** Text follows **

Jeff, if you search for my pseudonym in the comments of the "Natural Selection's Speed Limit and Complexity Bound" post, you will see that I have already brought MacKay's work to Eliezer's attention. Whatever conclusions he's come to have already factored MacKay in.

I'd previously read some of MacKay's book but not that particular section; I actually still have the information-gain problem marked as "pending". Anyone who can't distinguish between 1s gained in a bitstring, and negentropy gained in allele frequencies, is politely invited not to try to solve this particular problem.

How is this different from saying,

"For a long time, many different parties and factions in AI, adherent to more than one ideology, have been trying to build AI without understanding consciousness. Unfortunate habits of thought will already begin to arise, as soon as you start thinking of ways to create Artificial Intelligence without having to penetrate the mystery of consciousness. Instead of all this mucking about with neurons and neuroanatomy and population encoding and spike trains, we should be facing up to the hard problem of understanding what consciousness is."

** End of Text **

#### [Required actions]
• 1. Rewrite the forum excerpt's paragraph beginning "I'd previously read some of MacKay's book" more briefly, keeping its main facts.
• 2. Reproduce the stretch of the forum excerpt from "I'd previously read" through "this particular problem." word for word.

** Data listing follows **

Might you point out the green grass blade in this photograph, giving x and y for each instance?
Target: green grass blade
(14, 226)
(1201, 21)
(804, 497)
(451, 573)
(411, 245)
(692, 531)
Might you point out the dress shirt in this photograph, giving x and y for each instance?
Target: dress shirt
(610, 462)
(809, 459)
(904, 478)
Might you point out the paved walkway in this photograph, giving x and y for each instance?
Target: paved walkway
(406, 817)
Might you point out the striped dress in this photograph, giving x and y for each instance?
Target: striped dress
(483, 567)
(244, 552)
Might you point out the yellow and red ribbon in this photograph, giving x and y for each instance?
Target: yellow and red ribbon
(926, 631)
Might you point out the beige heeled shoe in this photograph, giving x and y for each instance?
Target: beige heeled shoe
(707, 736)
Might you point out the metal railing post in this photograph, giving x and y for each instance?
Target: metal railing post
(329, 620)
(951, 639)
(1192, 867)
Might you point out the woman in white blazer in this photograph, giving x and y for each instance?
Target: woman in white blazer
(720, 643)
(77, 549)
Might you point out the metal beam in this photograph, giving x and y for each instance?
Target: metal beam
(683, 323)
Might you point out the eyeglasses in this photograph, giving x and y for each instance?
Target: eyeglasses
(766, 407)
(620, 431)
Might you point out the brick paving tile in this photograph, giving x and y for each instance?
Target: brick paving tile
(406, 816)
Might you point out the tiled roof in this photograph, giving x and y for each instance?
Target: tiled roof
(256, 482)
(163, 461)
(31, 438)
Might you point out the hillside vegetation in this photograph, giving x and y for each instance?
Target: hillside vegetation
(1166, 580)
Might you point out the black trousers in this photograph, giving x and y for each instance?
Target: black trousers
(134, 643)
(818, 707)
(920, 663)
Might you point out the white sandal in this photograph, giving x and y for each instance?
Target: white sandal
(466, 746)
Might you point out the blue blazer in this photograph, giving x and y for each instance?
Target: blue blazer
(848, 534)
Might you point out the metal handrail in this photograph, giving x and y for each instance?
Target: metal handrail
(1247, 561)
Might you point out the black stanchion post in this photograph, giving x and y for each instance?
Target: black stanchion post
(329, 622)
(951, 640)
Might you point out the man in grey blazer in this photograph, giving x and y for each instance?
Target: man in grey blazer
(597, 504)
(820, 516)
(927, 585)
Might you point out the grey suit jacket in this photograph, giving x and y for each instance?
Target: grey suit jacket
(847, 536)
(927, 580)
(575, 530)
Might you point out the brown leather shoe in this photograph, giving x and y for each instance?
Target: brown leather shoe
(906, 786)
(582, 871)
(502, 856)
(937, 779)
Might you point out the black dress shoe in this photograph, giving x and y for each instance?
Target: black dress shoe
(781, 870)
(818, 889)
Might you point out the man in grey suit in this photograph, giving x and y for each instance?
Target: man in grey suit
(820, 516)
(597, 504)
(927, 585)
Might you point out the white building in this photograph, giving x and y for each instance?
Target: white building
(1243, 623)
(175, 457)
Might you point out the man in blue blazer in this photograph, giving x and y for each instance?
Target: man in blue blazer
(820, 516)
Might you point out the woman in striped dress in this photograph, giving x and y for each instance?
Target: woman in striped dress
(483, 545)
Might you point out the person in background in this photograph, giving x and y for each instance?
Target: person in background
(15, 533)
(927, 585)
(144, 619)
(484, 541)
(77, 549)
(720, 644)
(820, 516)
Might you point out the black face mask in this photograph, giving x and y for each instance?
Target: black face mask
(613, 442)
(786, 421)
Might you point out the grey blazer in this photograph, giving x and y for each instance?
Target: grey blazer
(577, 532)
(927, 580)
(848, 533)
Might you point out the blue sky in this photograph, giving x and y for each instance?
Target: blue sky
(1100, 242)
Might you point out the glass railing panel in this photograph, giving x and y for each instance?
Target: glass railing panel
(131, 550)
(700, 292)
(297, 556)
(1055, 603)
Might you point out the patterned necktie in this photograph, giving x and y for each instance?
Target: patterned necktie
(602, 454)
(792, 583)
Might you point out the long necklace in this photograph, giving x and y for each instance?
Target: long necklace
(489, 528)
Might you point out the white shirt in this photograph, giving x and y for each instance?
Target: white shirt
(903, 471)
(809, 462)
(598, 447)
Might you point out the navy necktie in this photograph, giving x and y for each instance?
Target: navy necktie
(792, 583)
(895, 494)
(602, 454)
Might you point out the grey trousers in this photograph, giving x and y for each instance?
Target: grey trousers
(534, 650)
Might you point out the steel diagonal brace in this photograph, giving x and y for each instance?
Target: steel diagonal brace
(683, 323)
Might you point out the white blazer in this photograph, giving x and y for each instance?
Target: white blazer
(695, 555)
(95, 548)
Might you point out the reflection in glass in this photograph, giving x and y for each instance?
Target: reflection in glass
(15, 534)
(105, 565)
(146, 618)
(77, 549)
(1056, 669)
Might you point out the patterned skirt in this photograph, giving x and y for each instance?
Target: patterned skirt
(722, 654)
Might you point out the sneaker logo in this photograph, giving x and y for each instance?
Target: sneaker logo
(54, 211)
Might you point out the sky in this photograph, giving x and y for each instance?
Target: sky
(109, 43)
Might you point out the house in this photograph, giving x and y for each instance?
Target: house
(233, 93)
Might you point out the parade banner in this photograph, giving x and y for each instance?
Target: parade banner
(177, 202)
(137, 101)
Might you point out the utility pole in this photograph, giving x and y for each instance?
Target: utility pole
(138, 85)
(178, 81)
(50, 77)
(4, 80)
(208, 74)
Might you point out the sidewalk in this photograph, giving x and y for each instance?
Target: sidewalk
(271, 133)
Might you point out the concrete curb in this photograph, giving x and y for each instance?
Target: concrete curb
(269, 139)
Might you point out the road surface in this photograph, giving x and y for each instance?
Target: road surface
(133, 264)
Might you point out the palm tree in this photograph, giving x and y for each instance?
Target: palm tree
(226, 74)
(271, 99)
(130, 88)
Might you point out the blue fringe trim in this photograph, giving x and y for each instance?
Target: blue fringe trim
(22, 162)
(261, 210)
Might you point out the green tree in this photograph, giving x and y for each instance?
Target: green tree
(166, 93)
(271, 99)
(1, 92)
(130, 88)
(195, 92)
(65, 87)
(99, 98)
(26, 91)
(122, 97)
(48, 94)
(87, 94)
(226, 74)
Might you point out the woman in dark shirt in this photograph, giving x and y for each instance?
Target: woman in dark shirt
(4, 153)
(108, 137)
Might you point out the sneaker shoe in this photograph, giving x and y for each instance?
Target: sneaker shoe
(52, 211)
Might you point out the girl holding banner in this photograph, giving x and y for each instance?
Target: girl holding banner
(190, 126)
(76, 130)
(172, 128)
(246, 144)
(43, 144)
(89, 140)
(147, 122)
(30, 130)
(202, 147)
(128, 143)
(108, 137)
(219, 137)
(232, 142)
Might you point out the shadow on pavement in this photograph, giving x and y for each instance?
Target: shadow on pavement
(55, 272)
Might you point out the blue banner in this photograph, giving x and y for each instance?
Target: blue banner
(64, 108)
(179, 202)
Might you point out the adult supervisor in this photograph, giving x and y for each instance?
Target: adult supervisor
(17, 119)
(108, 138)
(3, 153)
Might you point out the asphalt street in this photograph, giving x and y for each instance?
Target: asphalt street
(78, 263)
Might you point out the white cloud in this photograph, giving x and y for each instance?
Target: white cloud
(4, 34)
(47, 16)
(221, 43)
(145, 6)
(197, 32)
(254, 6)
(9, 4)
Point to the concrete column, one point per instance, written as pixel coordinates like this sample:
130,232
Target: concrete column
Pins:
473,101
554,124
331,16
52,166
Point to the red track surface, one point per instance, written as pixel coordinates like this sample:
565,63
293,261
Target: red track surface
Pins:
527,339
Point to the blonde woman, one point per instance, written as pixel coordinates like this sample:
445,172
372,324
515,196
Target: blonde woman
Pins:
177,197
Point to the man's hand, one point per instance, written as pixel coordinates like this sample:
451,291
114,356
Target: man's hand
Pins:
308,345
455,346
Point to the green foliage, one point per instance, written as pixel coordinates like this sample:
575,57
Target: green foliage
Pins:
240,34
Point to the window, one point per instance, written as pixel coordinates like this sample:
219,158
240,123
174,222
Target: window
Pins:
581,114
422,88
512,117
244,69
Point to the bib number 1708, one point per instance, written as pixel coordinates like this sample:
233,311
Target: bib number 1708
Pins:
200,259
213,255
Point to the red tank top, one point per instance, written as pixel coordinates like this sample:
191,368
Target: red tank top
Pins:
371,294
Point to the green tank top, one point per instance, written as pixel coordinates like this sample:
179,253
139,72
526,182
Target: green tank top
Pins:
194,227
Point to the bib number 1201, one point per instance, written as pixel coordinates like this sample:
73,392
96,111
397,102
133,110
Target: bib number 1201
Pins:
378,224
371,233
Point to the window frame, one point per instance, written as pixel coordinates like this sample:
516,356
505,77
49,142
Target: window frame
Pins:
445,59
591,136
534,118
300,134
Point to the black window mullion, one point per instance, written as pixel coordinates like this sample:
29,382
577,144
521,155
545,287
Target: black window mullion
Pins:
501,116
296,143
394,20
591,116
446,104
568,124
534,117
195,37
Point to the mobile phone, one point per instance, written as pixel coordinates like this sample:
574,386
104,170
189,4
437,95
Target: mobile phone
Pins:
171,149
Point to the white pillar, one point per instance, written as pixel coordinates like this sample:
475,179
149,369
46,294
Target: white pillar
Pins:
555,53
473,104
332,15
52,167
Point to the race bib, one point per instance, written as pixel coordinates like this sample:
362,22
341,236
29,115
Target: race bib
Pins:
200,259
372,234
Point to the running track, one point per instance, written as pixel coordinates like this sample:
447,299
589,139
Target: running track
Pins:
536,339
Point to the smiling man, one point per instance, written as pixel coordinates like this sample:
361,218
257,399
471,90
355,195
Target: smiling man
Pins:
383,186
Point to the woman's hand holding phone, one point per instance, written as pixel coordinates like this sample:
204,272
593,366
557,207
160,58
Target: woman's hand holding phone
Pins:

** End of Data listing **

#### [Outputs for the tasks]
• 1. I had read parts of MacKay's book, though not that section, and still have the information-gain problem marked "pending." Anyone who can't tell 1s gained in a bitstring from negentropy gained in allele frequencies is politely asked not to attempt this problem.

• 2.
I'd previously read some of MacKay's book but not that particular section; I actually still have the information-gain problem marked as "pending". Anyone who can't distinguish between 1s gained in a bitstring, and negentropy gained in allele frequencies, is politely invited not to try to solve this particular problem.